_PROBLEM REQUIREMENTS_
Would you please return the lines of the entries below starting at the line that has "TARGET = air conditioner unit" and ending at the line that has "TASK = locate one point per instance of the wooden roof", both included, exactly as they are?

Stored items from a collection
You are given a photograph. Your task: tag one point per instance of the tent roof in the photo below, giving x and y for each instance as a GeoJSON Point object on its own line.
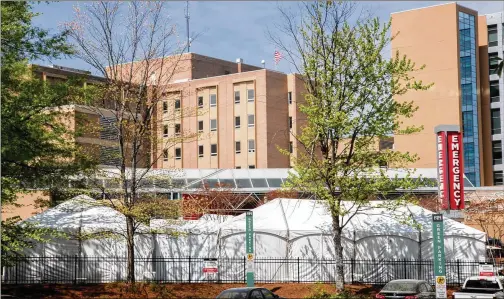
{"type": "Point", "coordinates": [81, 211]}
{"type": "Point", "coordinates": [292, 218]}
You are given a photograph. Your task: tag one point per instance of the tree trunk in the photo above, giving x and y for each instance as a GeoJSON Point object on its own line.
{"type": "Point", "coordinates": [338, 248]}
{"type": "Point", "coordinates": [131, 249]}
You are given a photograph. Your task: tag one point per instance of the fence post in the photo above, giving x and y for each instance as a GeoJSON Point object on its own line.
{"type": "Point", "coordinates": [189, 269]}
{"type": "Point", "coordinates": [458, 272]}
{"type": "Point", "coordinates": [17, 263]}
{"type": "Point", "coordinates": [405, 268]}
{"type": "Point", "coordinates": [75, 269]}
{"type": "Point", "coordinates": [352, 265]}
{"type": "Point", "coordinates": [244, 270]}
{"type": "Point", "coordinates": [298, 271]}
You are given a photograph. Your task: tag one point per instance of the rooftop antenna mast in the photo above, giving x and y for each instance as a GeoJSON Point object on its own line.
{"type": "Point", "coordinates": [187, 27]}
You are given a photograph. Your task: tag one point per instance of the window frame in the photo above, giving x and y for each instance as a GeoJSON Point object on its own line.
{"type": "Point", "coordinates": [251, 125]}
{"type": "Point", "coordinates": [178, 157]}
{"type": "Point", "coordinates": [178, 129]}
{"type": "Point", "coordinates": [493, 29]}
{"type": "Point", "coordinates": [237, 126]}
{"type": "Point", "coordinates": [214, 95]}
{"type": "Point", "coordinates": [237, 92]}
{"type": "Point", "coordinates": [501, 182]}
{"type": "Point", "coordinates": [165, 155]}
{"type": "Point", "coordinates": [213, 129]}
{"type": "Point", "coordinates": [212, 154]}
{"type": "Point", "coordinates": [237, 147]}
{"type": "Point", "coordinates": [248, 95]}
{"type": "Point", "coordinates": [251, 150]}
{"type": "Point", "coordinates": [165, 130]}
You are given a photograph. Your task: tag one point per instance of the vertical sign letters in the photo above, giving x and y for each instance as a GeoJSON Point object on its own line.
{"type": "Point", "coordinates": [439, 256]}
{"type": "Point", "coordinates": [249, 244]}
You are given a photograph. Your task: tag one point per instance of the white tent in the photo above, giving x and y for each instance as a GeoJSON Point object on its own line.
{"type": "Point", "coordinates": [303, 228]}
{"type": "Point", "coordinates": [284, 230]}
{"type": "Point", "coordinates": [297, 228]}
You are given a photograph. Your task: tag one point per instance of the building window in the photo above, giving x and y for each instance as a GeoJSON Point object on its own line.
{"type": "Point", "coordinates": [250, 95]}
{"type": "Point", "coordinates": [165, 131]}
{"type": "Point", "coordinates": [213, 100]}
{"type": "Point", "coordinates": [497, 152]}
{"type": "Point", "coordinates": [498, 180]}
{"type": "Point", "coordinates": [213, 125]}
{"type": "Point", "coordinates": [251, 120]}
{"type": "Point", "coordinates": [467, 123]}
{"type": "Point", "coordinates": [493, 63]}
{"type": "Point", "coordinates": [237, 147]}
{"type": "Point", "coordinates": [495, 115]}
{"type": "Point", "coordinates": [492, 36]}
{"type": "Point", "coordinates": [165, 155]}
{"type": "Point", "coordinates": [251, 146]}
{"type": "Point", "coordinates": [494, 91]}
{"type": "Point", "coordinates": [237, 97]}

==

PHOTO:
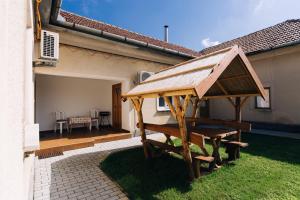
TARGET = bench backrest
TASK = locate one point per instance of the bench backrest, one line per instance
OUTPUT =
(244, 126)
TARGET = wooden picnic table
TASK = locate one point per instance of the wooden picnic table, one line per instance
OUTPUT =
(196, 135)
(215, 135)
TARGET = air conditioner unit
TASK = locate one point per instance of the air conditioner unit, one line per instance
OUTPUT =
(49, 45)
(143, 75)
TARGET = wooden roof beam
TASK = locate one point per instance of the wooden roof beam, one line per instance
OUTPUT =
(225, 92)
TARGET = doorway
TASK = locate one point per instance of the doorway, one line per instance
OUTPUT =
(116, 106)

_FINISHED TASK_
TARGET = air conditioner unit
TASK = locate one point per instance of the air conditioner unit, one line per instance
OUTPUT =
(49, 45)
(143, 75)
TARGET = wooden roof beam
TASK = locate one point per instance of the wooden roof beam, one line per instance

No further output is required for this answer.